═════ Provided information

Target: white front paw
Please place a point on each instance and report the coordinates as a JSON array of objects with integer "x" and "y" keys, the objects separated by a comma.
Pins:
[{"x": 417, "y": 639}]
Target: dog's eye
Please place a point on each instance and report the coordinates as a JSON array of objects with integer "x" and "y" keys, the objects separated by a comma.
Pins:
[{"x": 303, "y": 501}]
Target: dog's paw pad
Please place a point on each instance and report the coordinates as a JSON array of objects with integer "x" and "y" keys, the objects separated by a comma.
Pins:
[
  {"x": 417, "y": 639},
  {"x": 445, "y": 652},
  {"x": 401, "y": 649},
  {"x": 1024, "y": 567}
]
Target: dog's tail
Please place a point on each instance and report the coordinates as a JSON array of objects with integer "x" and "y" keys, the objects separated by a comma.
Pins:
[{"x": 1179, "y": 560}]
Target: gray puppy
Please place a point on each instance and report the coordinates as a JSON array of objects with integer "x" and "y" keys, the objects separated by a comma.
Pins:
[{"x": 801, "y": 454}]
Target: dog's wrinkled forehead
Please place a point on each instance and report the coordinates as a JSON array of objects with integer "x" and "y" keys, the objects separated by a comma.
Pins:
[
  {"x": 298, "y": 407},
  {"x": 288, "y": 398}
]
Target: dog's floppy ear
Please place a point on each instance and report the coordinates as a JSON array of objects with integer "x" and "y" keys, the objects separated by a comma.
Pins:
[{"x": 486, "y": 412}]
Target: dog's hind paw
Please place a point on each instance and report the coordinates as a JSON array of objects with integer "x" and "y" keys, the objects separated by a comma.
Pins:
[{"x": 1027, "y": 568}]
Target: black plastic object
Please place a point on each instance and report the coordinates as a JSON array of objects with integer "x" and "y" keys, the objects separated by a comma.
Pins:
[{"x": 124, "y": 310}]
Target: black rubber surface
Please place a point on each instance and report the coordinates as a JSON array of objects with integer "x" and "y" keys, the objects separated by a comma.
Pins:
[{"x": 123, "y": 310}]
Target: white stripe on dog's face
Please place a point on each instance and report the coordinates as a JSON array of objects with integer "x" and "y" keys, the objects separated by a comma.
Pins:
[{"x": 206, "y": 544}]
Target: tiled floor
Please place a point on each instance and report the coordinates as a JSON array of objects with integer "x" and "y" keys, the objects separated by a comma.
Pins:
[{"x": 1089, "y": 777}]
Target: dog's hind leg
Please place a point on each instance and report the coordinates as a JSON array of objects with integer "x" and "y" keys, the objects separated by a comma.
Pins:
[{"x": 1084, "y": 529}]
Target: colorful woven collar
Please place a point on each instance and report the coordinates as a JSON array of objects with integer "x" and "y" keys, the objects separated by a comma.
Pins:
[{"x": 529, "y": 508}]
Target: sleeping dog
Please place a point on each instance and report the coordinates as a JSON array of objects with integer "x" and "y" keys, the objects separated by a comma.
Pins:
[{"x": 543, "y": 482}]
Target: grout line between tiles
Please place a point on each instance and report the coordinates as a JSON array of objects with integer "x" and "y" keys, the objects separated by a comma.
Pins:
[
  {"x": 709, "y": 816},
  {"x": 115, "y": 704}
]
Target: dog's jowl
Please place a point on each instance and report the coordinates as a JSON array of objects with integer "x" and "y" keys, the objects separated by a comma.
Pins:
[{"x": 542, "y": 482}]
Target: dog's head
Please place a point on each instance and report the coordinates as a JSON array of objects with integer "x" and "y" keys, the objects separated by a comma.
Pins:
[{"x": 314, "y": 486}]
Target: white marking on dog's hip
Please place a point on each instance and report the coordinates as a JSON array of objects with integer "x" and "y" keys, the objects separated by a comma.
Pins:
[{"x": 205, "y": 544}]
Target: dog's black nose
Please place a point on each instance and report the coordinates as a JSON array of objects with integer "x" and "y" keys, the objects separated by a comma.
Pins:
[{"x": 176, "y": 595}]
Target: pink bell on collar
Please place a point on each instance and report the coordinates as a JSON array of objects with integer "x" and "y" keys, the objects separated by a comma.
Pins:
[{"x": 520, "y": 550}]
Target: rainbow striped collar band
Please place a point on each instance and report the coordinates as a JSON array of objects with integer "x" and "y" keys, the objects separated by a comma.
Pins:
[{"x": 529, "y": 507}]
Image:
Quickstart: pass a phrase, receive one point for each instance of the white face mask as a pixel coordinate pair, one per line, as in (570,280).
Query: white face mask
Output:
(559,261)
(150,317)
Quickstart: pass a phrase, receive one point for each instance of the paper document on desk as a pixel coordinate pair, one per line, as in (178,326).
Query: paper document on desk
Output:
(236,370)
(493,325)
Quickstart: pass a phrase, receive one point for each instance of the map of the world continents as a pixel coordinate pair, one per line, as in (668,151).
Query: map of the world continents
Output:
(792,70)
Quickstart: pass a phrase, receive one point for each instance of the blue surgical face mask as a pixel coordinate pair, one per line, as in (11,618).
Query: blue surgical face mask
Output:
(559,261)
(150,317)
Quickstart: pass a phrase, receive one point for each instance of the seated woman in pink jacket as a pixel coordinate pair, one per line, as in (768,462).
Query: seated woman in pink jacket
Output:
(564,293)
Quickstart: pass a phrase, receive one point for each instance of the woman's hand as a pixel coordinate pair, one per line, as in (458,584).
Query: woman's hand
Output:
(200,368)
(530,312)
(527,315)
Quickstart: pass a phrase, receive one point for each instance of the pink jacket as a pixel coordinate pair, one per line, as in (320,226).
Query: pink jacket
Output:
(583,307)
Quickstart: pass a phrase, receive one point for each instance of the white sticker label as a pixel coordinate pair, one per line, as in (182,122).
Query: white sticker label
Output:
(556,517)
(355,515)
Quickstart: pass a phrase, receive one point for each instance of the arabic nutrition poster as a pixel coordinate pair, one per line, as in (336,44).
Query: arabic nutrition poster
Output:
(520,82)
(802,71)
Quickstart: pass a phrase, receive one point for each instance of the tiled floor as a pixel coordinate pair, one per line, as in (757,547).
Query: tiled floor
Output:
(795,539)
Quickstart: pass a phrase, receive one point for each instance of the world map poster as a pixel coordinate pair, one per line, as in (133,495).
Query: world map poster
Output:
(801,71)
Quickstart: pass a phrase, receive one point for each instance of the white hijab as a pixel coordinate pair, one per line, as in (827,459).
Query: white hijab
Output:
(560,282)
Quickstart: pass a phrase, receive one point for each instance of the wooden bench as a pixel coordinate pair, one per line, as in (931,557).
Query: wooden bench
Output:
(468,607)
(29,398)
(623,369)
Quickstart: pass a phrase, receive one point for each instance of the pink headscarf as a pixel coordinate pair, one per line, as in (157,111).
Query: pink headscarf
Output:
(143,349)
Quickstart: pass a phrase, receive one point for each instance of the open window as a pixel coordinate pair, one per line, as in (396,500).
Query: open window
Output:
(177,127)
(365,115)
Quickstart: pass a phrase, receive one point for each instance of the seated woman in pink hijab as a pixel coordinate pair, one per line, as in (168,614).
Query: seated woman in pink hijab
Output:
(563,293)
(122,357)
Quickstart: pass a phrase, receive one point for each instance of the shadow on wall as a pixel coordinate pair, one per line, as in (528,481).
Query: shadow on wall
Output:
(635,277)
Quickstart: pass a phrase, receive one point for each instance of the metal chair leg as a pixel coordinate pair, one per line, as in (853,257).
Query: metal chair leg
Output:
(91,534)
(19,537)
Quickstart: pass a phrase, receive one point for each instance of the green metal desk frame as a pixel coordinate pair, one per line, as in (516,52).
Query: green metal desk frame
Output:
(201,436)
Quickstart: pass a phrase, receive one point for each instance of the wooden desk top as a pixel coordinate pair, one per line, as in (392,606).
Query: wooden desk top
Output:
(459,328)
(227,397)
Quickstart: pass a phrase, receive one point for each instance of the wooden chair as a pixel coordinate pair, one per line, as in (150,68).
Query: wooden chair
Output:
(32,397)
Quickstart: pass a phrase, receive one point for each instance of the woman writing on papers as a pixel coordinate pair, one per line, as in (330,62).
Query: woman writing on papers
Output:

══════════

Your instructions>
Return the lines of the records unchanged, from the line containing "as in (528,481)." through the end of the records.

Solution to this problem>
Quickstart: pass a phrase, receive one point for each instance of the shadow on wall as a pixel coordinate pair, one per line, as in (528,481).
Query: shadow on wall
Output:
(635,277)
Quickstart: pass a phrase, receive one point for each instance of the metal chair leg as a pixel coordinate pair, one per line, as in (853,257).
Query: metal chair leg
Output:
(91,534)
(19,537)
Quickstart: pass a phrase, receive one point for each instance of the green metal desk frame as a pixel coordinate pair, one per line, as in (516,52).
Query: green metal desk frame
Output:
(201,436)
Quickstart: pass a phrase, receive one point for each instance of the wooden desk top as a pixel coordinate pair, one per line, as in (392,606).
Query: wooden desk top
Output:
(459,328)
(227,397)
Quickstart: pass a phrase, receive one point for each instance of the wooden chair as a pixel coordinate pair, one per line, as in (150,68).
Query: wooden chair
Output:
(32,397)
Quickstart: pass a phrase, receive one point for each instance of the woman writing on papers as a pixel coordinate pair, one per line, as in (330,62).
Query: woman writing on papers
Output:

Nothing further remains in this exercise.